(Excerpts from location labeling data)
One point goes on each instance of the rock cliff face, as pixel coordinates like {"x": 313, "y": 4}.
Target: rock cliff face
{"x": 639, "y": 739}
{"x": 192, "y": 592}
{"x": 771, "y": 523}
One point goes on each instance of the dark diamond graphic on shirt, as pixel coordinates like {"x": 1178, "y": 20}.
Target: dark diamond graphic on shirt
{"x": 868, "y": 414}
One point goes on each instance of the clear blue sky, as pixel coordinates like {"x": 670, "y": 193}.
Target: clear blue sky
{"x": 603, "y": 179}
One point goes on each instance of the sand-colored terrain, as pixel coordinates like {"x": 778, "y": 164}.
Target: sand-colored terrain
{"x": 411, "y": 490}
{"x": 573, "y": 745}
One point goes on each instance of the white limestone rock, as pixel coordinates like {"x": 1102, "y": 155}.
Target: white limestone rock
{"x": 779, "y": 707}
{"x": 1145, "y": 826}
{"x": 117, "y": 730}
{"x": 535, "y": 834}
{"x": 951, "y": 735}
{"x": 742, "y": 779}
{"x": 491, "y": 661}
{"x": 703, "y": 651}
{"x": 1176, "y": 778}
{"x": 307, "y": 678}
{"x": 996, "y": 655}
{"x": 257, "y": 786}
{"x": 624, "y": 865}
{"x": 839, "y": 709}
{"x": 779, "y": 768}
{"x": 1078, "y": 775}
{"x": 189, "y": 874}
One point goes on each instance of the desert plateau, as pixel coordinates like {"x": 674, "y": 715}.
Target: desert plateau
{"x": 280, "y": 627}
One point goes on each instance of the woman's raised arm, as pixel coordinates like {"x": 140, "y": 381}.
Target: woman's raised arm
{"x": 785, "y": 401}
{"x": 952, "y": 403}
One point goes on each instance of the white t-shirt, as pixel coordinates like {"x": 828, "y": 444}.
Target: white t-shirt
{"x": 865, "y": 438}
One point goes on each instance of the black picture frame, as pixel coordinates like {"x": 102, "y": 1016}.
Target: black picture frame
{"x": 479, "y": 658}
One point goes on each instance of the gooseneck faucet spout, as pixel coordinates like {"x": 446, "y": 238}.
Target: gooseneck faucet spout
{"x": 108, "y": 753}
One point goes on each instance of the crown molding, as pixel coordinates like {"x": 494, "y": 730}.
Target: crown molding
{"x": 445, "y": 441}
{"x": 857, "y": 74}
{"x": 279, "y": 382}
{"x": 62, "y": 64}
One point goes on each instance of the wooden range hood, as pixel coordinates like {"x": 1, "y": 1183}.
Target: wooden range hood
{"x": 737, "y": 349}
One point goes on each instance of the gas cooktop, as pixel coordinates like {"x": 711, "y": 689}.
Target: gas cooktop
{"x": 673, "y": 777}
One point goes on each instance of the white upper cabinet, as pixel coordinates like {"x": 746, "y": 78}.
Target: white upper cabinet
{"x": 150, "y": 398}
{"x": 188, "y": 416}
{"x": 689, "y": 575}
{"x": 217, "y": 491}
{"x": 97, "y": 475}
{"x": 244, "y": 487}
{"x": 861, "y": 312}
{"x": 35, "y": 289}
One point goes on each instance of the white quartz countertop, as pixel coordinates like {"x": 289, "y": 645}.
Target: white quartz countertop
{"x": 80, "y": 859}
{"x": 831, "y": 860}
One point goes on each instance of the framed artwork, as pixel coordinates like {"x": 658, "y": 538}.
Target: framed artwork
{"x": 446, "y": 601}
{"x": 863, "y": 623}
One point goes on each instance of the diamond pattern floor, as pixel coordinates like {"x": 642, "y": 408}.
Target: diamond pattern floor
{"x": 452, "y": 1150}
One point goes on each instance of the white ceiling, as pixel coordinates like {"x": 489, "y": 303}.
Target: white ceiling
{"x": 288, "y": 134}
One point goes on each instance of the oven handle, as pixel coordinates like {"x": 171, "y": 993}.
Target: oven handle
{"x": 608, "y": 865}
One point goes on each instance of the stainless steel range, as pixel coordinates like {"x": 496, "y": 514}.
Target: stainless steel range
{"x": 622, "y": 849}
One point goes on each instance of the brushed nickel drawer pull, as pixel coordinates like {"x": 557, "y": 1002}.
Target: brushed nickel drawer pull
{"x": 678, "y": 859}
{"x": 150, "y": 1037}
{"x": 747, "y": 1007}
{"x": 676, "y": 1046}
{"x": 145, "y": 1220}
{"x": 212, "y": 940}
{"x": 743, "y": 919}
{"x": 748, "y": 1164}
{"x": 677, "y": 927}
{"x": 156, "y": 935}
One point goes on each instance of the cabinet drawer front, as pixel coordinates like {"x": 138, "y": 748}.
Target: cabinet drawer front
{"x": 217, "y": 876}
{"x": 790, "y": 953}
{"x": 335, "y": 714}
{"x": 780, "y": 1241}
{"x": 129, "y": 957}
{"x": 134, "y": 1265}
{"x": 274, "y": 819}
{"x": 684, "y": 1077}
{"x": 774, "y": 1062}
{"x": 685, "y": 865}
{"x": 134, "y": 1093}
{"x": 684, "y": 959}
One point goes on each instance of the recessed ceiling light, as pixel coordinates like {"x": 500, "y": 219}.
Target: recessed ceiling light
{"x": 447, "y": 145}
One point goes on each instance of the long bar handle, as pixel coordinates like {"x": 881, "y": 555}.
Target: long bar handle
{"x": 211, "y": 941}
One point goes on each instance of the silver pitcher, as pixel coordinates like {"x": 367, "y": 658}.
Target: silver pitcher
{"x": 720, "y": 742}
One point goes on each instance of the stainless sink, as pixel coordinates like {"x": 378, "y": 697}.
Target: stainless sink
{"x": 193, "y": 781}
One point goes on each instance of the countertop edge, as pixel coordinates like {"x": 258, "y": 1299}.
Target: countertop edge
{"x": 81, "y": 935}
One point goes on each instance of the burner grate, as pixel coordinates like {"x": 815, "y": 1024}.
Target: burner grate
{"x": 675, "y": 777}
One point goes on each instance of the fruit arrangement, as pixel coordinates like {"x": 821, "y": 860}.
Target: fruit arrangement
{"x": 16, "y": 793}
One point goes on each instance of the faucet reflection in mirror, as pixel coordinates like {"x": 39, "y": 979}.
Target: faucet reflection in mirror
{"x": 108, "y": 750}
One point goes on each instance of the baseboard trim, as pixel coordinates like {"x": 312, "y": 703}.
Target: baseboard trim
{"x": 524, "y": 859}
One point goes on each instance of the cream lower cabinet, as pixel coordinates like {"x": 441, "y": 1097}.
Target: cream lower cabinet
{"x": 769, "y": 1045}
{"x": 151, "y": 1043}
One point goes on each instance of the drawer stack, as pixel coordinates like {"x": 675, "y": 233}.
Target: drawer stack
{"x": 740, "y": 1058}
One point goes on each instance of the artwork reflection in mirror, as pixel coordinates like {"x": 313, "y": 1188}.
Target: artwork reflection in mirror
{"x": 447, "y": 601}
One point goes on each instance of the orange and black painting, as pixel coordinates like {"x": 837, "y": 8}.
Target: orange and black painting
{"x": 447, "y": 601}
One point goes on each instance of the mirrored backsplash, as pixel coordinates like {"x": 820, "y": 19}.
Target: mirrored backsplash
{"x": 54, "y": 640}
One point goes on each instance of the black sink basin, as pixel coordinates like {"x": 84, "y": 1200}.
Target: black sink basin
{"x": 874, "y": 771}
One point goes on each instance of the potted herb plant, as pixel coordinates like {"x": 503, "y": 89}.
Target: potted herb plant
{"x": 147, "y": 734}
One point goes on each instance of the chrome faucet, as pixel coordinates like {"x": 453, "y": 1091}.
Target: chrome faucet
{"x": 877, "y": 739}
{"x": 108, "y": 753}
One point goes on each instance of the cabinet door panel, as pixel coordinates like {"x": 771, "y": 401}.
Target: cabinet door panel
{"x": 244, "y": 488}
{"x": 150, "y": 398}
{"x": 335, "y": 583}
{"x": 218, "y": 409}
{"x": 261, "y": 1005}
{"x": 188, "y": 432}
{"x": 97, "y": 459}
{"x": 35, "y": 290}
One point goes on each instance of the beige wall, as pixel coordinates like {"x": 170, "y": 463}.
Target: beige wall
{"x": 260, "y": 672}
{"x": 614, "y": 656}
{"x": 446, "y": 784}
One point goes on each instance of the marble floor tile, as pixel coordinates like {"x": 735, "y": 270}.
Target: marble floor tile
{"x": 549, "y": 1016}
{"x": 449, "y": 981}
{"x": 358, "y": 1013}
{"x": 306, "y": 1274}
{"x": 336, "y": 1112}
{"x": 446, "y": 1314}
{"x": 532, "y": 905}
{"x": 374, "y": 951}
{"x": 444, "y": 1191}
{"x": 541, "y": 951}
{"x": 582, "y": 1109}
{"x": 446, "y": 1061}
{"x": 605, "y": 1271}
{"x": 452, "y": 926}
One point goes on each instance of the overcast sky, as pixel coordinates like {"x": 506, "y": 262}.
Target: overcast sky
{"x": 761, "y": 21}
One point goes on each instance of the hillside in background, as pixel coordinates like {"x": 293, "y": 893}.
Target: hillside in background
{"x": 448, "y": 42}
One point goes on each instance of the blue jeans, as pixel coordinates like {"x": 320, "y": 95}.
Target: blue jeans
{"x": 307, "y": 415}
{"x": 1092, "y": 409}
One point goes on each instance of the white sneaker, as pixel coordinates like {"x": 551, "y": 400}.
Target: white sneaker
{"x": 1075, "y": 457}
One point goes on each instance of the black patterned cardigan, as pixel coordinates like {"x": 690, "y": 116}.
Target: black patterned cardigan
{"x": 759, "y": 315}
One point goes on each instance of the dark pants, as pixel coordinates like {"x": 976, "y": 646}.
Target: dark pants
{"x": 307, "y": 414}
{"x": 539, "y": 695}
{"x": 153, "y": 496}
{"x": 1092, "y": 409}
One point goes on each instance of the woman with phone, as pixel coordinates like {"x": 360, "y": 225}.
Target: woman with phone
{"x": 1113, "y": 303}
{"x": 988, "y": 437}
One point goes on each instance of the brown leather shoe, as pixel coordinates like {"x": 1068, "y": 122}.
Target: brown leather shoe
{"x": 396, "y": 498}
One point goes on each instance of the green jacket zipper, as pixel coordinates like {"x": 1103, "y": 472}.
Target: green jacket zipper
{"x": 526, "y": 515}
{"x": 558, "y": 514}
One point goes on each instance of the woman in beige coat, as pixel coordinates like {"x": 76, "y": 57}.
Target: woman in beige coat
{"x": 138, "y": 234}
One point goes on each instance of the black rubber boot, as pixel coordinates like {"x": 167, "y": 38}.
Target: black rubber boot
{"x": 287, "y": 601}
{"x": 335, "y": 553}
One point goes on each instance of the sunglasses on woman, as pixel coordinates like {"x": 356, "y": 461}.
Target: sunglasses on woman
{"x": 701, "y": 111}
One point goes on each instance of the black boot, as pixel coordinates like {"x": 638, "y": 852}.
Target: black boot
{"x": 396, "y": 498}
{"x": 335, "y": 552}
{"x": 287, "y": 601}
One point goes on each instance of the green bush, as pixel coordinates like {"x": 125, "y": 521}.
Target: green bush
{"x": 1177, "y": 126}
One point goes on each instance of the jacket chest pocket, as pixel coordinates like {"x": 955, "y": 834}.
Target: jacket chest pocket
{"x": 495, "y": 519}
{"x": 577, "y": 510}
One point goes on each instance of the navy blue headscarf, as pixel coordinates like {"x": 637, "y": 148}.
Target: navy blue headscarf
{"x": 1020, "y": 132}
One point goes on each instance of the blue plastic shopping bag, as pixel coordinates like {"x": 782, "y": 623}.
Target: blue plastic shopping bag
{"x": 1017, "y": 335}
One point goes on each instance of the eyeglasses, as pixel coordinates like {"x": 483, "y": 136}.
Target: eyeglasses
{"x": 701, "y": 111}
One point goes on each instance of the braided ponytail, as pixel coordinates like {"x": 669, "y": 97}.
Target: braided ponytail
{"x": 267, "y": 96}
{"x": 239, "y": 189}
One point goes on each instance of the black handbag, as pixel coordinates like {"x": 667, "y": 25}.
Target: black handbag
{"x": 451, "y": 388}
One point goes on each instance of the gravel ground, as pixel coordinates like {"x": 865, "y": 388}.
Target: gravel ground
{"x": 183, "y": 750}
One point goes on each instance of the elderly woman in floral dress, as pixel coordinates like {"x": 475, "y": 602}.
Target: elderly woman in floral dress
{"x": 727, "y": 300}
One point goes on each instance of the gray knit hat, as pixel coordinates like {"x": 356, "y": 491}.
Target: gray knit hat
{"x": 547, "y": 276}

| Required work |
Rewrite the part of the items that opens with the line containing "One point goes on each instance of the elderly" and closes with the last line of the items as a numbered list, both ends included and blank lines omitted.

| Reply to the exercise |
1. One point goes on each instance of the elderly woman in floral dress, as pixel coordinates like {"x": 475, "y": 602}.
2. Target: elderly woman in floral dress
3. {"x": 727, "y": 300}
4. One point goes on each instance of the gray knit hat, as pixel coordinates like {"x": 356, "y": 491}.
5. Target: gray knit hat
6. {"x": 547, "y": 276}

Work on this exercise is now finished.